### Aim of the task
Copy the records exactly, from their first line through the line containing "[279, 338, 462, 720]", including both of those lines.

Collected data:
=======

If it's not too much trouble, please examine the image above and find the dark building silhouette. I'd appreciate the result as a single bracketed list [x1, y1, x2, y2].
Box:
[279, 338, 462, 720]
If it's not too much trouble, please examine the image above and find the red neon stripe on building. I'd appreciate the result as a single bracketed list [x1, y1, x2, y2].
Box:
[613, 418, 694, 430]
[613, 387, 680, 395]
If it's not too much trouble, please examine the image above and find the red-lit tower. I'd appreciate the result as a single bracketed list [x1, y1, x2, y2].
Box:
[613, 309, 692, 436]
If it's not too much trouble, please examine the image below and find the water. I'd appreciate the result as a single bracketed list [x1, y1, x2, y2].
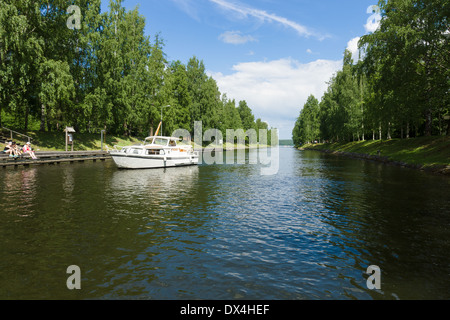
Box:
[0, 148, 450, 300]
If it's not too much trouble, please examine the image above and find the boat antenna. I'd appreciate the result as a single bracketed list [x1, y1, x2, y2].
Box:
[152, 105, 170, 144]
[160, 105, 170, 137]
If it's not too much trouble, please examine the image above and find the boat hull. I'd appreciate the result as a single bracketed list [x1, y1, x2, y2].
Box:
[110, 152, 198, 169]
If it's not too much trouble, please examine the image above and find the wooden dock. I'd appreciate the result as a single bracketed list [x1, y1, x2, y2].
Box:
[0, 150, 111, 168]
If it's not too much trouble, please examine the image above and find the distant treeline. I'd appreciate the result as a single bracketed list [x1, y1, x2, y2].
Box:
[0, 0, 274, 142]
[292, 0, 450, 145]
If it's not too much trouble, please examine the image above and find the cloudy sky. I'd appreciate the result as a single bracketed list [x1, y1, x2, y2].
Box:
[102, 0, 379, 139]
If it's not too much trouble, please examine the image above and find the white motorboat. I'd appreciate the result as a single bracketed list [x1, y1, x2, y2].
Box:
[109, 136, 199, 169]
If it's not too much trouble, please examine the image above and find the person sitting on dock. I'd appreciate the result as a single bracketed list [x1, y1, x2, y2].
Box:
[11, 141, 22, 158]
[22, 142, 37, 160]
[2, 141, 13, 157]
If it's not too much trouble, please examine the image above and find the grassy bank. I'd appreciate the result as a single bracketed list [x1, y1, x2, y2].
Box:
[0, 131, 140, 151]
[0, 131, 270, 151]
[301, 136, 450, 173]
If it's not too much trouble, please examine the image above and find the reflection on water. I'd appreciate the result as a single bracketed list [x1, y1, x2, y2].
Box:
[0, 148, 450, 299]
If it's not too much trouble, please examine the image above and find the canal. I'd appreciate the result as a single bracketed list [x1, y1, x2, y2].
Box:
[0, 148, 450, 300]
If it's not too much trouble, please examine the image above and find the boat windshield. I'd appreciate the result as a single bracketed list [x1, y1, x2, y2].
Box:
[149, 138, 168, 146]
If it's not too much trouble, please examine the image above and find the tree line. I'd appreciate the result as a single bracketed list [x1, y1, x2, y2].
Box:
[292, 0, 450, 146]
[0, 0, 268, 142]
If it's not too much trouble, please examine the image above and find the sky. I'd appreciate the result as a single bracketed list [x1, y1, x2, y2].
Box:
[102, 0, 379, 139]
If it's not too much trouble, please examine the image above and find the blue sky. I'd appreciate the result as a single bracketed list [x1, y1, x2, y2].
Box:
[102, 0, 379, 139]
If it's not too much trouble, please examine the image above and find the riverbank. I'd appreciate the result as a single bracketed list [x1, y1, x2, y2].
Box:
[0, 131, 268, 152]
[299, 136, 450, 175]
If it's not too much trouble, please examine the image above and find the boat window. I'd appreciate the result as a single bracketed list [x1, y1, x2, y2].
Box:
[151, 138, 168, 146]
[146, 149, 161, 155]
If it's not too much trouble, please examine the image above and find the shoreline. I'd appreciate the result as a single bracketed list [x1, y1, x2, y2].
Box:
[298, 147, 450, 177]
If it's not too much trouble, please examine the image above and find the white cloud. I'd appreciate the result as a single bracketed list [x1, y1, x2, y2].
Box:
[210, 58, 342, 138]
[219, 31, 257, 44]
[209, 0, 327, 40]
[364, 5, 381, 32]
[347, 37, 360, 63]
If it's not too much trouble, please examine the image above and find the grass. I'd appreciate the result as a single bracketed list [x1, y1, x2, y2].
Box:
[0, 131, 141, 151]
[0, 131, 270, 151]
[302, 136, 450, 167]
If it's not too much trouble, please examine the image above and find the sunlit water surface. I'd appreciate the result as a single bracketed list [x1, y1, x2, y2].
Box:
[0, 148, 450, 300]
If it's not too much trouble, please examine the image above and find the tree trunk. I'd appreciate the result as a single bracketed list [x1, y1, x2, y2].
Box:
[24, 106, 30, 132]
[425, 109, 432, 137]
[40, 104, 45, 132]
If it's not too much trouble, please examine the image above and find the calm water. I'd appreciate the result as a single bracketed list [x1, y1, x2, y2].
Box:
[0, 148, 450, 300]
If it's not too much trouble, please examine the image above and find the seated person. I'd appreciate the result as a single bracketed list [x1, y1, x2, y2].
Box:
[10, 141, 22, 158]
[22, 142, 37, 160]
[2, 141, 13, 157]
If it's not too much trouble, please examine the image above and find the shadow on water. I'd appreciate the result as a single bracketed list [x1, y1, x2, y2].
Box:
[0, 148, 450, 299]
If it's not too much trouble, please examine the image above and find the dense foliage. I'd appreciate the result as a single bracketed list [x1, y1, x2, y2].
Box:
[0, 0, 267, 142]
[292, 0, 450, 145]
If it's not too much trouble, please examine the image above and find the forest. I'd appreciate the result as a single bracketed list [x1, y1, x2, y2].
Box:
[0, 0, 270, 142]
[292, 0, 450, 146]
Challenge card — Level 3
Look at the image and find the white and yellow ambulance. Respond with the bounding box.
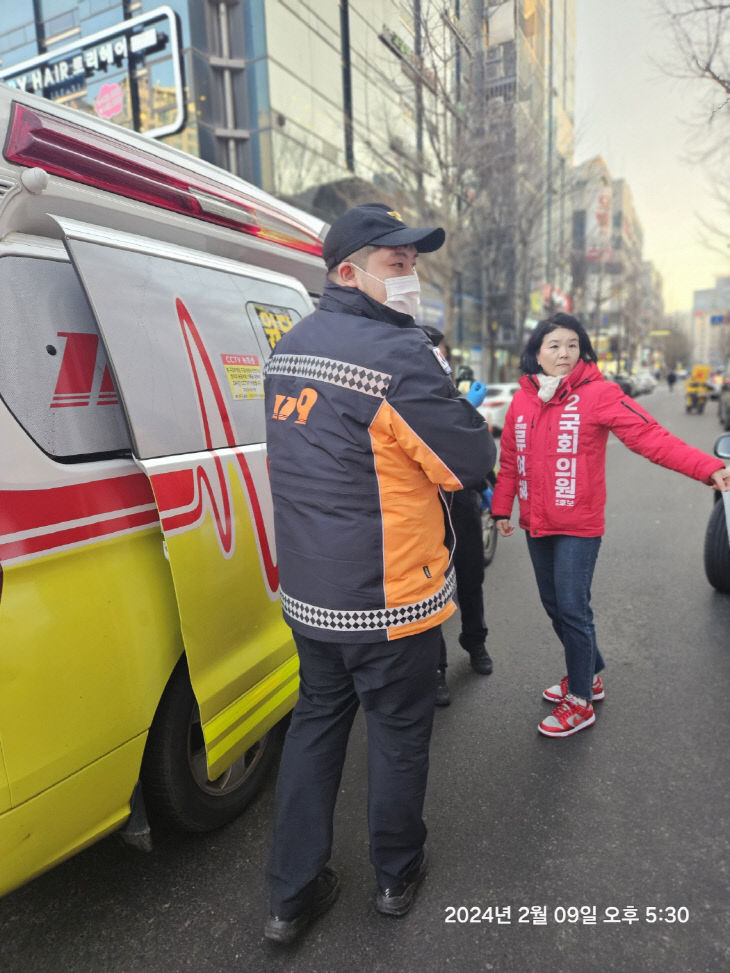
[0,85,324,893]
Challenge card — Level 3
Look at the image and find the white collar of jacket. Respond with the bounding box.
[520,361,606,403]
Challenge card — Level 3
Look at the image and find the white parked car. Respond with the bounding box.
[634,372,657,395]
[479,382,520,435]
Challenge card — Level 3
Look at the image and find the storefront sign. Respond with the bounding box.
[0,7,185,137]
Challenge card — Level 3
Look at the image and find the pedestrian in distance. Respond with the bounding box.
[423,325,494,706]
[264,203,496,943]
[492,313,730,737]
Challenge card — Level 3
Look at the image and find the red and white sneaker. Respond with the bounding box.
[537,694,596,737]
[542,676,606,703]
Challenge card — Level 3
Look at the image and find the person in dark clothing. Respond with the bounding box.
[264,203,496,943]
[423,325,493,706]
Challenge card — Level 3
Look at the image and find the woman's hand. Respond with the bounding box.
[496,520,515,537]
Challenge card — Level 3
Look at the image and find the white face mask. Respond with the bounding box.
[353,264,421,318]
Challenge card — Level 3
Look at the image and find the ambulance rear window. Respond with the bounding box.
[0,255,131,462]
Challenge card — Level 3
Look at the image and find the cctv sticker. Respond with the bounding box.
[221,355,264,399]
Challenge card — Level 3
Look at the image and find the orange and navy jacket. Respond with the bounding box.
[264,282,496,642]
[492,361,723,537]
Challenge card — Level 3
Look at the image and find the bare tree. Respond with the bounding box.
[660,0,730,256]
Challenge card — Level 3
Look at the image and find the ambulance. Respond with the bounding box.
[0,85,326,893]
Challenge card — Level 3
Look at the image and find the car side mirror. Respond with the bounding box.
[715,433,730,459]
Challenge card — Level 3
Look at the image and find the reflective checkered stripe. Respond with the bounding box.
[281,568,456,632]
[264,355,391,399]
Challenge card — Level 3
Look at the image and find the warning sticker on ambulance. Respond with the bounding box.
[221,355,264,399]
[246,303,299,348]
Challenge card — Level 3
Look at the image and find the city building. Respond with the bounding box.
[0,0,575,378]
[690,277,730,368]
[474,0,575,374]
[0,0,471,334]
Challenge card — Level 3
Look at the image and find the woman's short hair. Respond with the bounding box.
[520,311,598,375]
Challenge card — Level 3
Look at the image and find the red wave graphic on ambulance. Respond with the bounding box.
[150,298,279,596]
[0,298,279,598]
[0,473,159,565]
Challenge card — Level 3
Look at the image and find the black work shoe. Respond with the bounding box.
[436,669,451,706]
[469,645,493,676]
[375,853,428,919]
[264,868,340,945]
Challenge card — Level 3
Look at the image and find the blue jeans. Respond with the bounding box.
[527,534,606,699]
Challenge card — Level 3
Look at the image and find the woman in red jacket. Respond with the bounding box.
[492,314,730,737]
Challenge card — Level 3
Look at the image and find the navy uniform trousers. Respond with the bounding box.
[438,489,489,669]
[268,626,441,919]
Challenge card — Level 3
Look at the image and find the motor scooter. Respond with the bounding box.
[704,433,730,595]
[684,365,710,415]
[482,467,499,568]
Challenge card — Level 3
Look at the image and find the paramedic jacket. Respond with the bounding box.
[264,282,496,642]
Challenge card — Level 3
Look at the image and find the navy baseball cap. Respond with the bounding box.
[322,203,446,270]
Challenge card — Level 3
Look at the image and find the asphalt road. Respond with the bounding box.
[0,388,730,973]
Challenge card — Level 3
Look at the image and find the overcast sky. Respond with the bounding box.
[575,0,730,312]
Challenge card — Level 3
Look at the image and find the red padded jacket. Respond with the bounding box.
[492,361,724,537]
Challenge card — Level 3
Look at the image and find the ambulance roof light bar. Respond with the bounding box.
[4,102,322,256]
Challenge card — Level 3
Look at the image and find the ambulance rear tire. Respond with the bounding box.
[142,656,287,832]
[704,500,730,595]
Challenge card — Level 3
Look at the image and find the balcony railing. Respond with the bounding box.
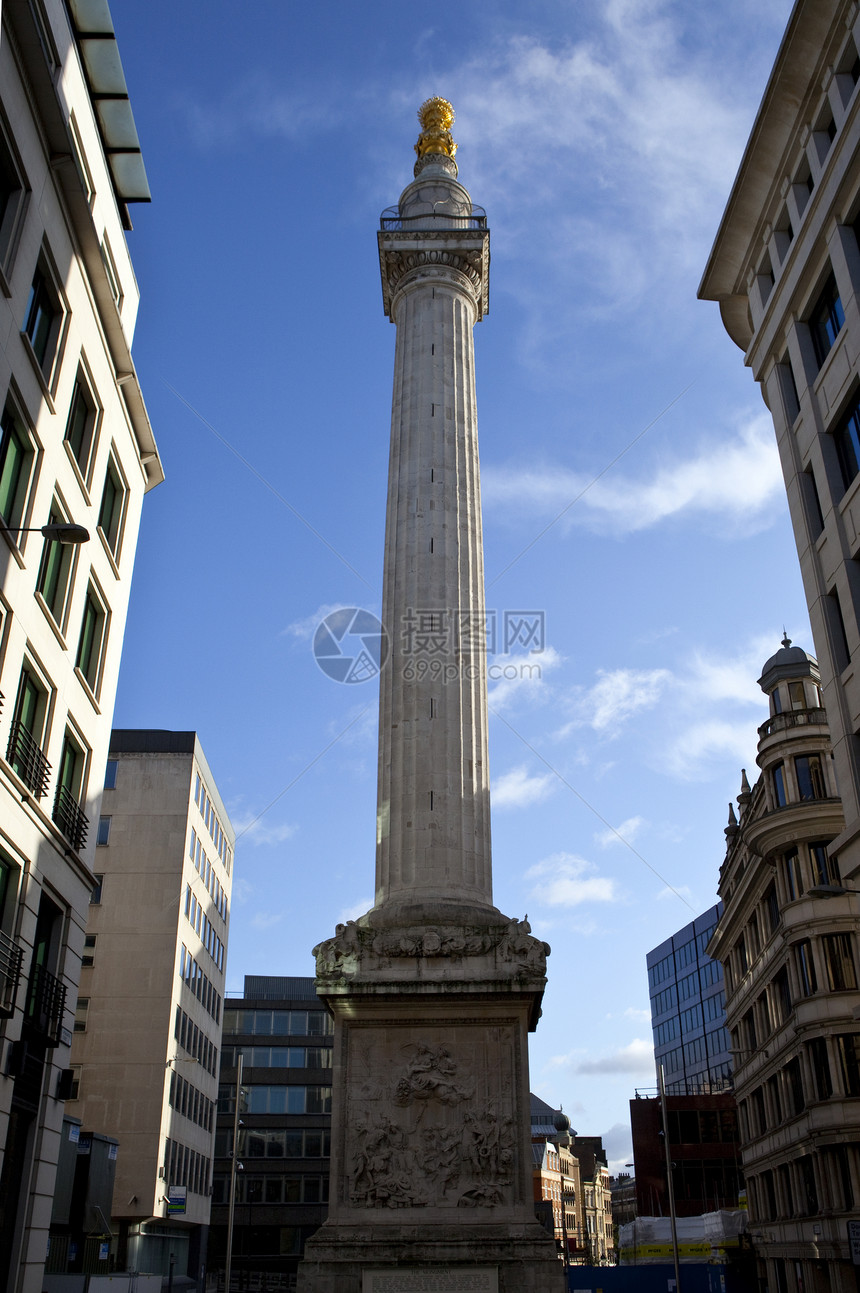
[379,206,486,229]
[758,706,828,741]
[53,786,89,853]
[0,931,23,1019]
[26,966,66,1046]
[6,719,50,799]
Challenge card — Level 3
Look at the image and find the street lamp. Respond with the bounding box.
[224,1051,244,1293]
[0,517,89,543]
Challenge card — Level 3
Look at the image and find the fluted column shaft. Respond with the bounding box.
[376,262,493,906]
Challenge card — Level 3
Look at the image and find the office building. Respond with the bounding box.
[709,639,860,1290]
[700,0,860,881]
[208,975,334,1293]
[0,0,163,1293]
[66,731,234,1279]
[630,1091,744,1217]
[647,904,732,1095]
[530,1094,588,1266]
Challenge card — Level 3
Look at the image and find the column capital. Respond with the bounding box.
[378,228,490,319]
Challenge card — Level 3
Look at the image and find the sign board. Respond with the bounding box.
[846,1221,860,1266]
[361,1266,499,1293]
[167,1186,188,1217]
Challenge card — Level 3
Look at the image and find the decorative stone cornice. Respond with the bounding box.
[313,918,550,984]
[378,229,490,319]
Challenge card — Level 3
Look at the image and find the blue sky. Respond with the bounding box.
[111,0,796,1166]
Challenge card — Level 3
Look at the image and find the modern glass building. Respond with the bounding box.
[647,903,732,1095]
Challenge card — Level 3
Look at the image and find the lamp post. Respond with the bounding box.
[224,1051,244,1293]
[657,1064,680,1293]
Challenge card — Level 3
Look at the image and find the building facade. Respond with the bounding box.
[630,1091,744,1217]
[0,0,163,1293]
[208,975,334,1290]
[530,1095,588,1266]
[647,904,732,1095]
[570,1133,616,1266]
[66,731,234,1279]
[700,0,860,879]
[709,639,860,1293]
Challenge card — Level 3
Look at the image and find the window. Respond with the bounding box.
[810,843,841,884]
[101,234,123,310]
[810,274,844,367]
[821,934,857,992]
[22,257,63,383]
[810,1037,833,1100]
[65,371,96,480]
[75,583,107,696]
[801,468,822,539]
[36,503,75,628]
[53,731,89,851]
[824,588,851,672]
[771,763,788,808]
[833,396,860,489]
[837,1033,860,1095]
[0,125,26,273]
[789,683,806,710]
[0,403,32,530]
[794,754,828,799]
[771,966,791,1027]
[98,456,125,560]
[766,1074,782,1125]
[6,665,50,799]
[794,939,819,997]
[785,1055,806,1116]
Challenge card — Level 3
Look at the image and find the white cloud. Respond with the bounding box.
[488,647,564,710]
[281,601,347,641]
[481,414,785,538]
[595,817,645,848]
[556,668,671,738]
[657,884,693,903]
[233,817,299,844]
[251,912,286,930]
[491,763,557,808]
[575,1037,654,1077]
[338,897,374,924]
[663,716,757,782]
[525,853,617,906]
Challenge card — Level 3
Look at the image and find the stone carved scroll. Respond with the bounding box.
[349,1042,513,1208]
[313,917,550,980]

=======

### Task solution
If it's not too much trouble, please examine the image above and find the dark building silhouette. I'd appreciate the result as a single bracketed list [x1, y1, x2, y2].
Box:
[279, 338, 462, 720]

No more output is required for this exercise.